▶ _STATED TASK_
Rewrite the rows from the line containing "the snow mound." through the end of the rows, changing "snow mound" to "snow drift" and leaving everything else unchanged.

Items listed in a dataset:
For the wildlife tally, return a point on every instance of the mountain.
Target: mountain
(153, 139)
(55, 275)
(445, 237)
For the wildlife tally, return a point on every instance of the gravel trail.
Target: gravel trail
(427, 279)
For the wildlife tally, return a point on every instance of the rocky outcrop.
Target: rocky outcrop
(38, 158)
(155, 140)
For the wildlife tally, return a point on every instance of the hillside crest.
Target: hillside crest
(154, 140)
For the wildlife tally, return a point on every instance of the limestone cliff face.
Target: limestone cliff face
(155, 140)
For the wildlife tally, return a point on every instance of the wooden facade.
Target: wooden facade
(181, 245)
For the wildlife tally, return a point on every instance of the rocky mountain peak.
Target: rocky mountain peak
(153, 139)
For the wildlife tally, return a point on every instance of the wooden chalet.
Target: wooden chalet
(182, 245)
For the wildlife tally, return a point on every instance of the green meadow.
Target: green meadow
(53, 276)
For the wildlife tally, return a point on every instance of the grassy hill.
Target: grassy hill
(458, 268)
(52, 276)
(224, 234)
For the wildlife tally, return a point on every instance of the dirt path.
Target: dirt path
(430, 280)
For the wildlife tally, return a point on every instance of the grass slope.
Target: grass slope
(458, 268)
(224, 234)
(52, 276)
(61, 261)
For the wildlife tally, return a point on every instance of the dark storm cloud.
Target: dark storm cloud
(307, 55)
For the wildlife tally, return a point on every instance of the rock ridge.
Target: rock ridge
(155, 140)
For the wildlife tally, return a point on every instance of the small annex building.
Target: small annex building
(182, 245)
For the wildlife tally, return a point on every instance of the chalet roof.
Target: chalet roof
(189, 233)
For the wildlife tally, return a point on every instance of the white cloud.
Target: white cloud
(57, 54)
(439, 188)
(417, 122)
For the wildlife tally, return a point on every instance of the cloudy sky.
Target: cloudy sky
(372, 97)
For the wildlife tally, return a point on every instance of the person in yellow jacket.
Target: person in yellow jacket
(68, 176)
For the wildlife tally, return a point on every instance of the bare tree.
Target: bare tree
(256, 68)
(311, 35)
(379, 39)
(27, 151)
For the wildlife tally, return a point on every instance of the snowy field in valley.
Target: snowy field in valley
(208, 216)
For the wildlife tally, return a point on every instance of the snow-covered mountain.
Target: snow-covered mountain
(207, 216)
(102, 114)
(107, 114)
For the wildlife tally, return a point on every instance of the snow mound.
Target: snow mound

▶ _ANSWER TO THIS TASK_
For the wildlife tally, return a point on every instance of the snow drift.
Target: snow drift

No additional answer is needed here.